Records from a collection
== Segment start ==

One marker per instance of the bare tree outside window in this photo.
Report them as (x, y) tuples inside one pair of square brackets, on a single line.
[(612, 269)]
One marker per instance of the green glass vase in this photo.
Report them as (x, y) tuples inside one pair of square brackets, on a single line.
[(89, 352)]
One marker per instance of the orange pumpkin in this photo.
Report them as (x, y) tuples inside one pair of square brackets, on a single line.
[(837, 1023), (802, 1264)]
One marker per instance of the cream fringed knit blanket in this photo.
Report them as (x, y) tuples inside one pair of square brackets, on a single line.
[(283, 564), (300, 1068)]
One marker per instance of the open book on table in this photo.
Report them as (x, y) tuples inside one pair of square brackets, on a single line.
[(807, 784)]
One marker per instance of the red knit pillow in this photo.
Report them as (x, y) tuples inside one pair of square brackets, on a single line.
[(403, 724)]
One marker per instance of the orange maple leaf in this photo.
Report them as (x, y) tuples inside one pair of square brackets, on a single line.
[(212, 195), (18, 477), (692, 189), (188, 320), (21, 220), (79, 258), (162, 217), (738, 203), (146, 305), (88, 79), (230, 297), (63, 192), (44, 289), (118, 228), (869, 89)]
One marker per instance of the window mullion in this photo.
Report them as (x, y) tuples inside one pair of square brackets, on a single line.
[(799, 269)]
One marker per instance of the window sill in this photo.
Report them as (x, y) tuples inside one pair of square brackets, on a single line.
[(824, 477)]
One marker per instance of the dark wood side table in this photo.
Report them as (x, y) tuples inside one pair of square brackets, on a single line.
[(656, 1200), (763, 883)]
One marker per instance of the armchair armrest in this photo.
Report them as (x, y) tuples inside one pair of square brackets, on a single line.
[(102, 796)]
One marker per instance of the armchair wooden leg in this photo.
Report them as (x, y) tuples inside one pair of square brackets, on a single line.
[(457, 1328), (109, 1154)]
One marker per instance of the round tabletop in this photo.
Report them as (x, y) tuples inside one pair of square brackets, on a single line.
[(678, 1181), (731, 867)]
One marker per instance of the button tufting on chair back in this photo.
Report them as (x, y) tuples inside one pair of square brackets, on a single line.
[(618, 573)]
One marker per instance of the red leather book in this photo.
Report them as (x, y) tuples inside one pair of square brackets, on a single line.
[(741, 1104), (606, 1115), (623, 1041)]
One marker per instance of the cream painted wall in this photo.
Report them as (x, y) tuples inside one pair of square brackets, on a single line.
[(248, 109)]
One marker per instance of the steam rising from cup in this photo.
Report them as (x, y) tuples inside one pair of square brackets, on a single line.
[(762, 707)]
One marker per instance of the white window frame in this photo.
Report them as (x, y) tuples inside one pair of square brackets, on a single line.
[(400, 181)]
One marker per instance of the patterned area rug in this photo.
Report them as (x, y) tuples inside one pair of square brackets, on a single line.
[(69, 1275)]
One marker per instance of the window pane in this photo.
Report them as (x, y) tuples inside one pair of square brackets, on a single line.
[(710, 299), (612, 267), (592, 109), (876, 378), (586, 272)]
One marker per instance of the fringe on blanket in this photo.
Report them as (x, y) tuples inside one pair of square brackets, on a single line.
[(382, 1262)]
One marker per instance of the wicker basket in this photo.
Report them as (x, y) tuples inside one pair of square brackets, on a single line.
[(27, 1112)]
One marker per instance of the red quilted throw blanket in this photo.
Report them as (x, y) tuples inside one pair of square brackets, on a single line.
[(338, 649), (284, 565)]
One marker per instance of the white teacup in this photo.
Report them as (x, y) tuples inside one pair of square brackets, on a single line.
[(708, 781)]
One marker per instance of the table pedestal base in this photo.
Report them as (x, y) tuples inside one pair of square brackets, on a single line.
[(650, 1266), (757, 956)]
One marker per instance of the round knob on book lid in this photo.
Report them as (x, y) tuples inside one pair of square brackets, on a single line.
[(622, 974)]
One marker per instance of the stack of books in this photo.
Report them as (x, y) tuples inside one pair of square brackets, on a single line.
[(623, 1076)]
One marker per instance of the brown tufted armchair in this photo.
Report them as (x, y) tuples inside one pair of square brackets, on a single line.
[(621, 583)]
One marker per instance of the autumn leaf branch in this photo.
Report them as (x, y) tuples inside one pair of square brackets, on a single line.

== Segment end ==

(WORK TO BE COMPLETED):
Among the entries above, copy exactly only the lines starting with the one containing "One marker per instance of the steam" and going through the one containing "One marker per instance of the autumn", both ends included.

(ANSWER SECTION):
One marker per instance of the steam rising from cup in this photo.
Report them as (x, y) tuples inside one pair of square brackets, on a single line.
[(762, 707)]
One marker per instance of the white window frame in this photo.
Report them as (x, y) tuples inside one pair of square brackets, on a single line.
[(400, 181)]
One marker per instance of the patterned area rug in this photo.
Report them as (x, y) tuples inside one pair of square brackets, on a single line.
[(69, 1275)]
One marker per instance of the window pane in this photo.
Report them as (x, y) tuples inside one pair of square brackets, on a single line.
[(710, 299), (612, 267), (592, 109), (876, 378), (586, 272)]
One marker per instance of the fringe on blanket in this photo.
Report them as (x, y) tuples inside one pair of square brackets, on a single line.
[(382, 1262)]
One marker per instance of the wicker basket in this photo.
Report them as (x, y) tuples inside one pair of square brackets, on a single line.
[(27, 1112)]
One marker per instance of the red quilted throw blanket in this photo.
Report them as (x, y) tuples inside one pair of square brackets, on a single line.
[(338, 649), (284, 565)]
One marker per instance of the white teacup in this photo.
Report them as (x, y) tuples inside one pair of square brackets, on a single line.
[(708, 781)]
One marker per instance of the table pedestal base in this photo.
Report them as (x, y) tuples inside one pair of square brackets, on a single line.
[(650, 1266), (757, 956)]
One marker per instance of the round knob on book lid in this photo.
Report them as (x, y) tuples inside one pair of square brackets, on a single line.
[(622, 974)]
One marker per instance of the stack of books in this photo.
Report them as (x, y) tuples inside one pair of square brackets, on a single line.
[(623, 1076)]
One marker per instance of the brown tufted armchair in this photo.
Report them as (x, y) tuples inside one pair of square brackets, on a single line.
[(621, 583)]
One marker per instance of the autumn leaf branch in this photo.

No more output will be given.